Lynne Parker, University of Tennessee; Casey Greene, University of Colorado Anschutz Medical Campus; Daniel Acuña, University of Colorado Boulder; Kentaro Toyama, University of Michigan, and Mark Finlayson, Florida International University
From steam power and electricity to computers and the internet, technological advancements have always disrupted labor markets, pushing out some jobs while creating others. Artificial intelligence remains something of a misnomer – the smartest computer systems still don’t actually know anything – but the technology has reached an inflection point where it’s poised to affect new classes of jobs: artists and knowledge workers.
Specifically, the emergence of large language models – AI systems that are trained on vast amounts of text – means computers can now produce human-sounding written language and convert descriptive phrases into realistic images. The Conversation asked five artificial intelligence researchers to discuss how large language models are likely to affect artists and knowledge workers. And, as our experts noted, the technology is far from perfect, which raises a host of issues – from misinformation to plagiarism – that affect human workers.
To jump ahead to each response, here’s a list of each:
Creativity for all – but loss of skills?
Potential inaccuracies, biases and plagiarism
With humans surpassed, niche and ‘handmade’ jobs will remain
Old jobs will go, new jobs will emerge
Leaps in technology lead to new skills
Creativity for all – but loss of skills?
Lynne Parker, Associate Vice Chancellor, University of Tennessee
Large language models are making creativity and knowledge work accessible to all. Everyone with an internet connection can now use tools like ChatGPT or DALL-E 2 to express themselves and make sense of huge stores of information by, for example, producing text summaries.
Especially notable is the depth of humanlike expertise large language models display. In just minutes, novices can create illustrations for their business presentations, generate marketing pitches, get ideas to overcome writer’s block, or generate new computer code to perform specified functions, all at a level of quality typically attributed to human experts.

EXERCISES —
a: Quote the passage from the text on how large language models affect artists and knowledge workers, starting at "Lynne Parker, Associate" and ending at "to human experts.".
b: Write what comes next in the text on how large language models affect artists and knowledge workers, picking up after its final sentence.

COLLECTED MATERIAL —
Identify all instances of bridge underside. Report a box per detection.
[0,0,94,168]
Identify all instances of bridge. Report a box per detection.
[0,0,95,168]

EXERCISE RESPONSES —
a:
Lynne Parker, Associate Vice Chancellor, University of Tennessee
Large language models are making creativity and knowledge work accessible to all. Everyone with an internet connection can now use tools like ChatGPT or DALL-E 2 to express themselves and make sense of huge stores of information by, for example, producing text summaries.
Especially notable is the depth of humanlike expertise large language models display. In just minutes, novices can create illustrations for their business presentations, generate marketing pitches, get ideas to overcome writer’s block, or generate new computer code to perform specified functions, all at a level of quality typically attributed to human experts.

b:
These new AI tools can’t read minds, of course. A new, yet simpler, kind of human creativity is needed in the form of text prompts to get the results the human user is seeking. Through iterative prompting – an example of human-AI collaboration – the AI system generates successive rounds of outputs until the human writing the prompts is satisfied with the results. For example, the (human) winner of the recent Colorado State Fair competition in the digital artist category, who used an AI-powered tool, demonstrated creativity, but not of the sort that requires brushes and an eye for color and texture.
While there are significant benefits to opening the world of creativity and knowledge work to everyone, these new AI tools also have downsides. First, they could accelerate the loss of important human skills that will remain important in the coming years, especially writing skills. Educational institutes need to craft and enforce policies on allowable uses of large language models to ensure fair play and desirable learning outcomes.
Second, these AI tools raise questions around intellectual property protections. While human creators are regularly inspired by existing artifacts in the world, including architecture and the writings, music and paintings of others, there are unanswered questions on the proper and fair use by large language models of copyrighted or open-source training examples. Ongoing lawsuits are now debating this issue, which may have implications for the future design and use of large language models.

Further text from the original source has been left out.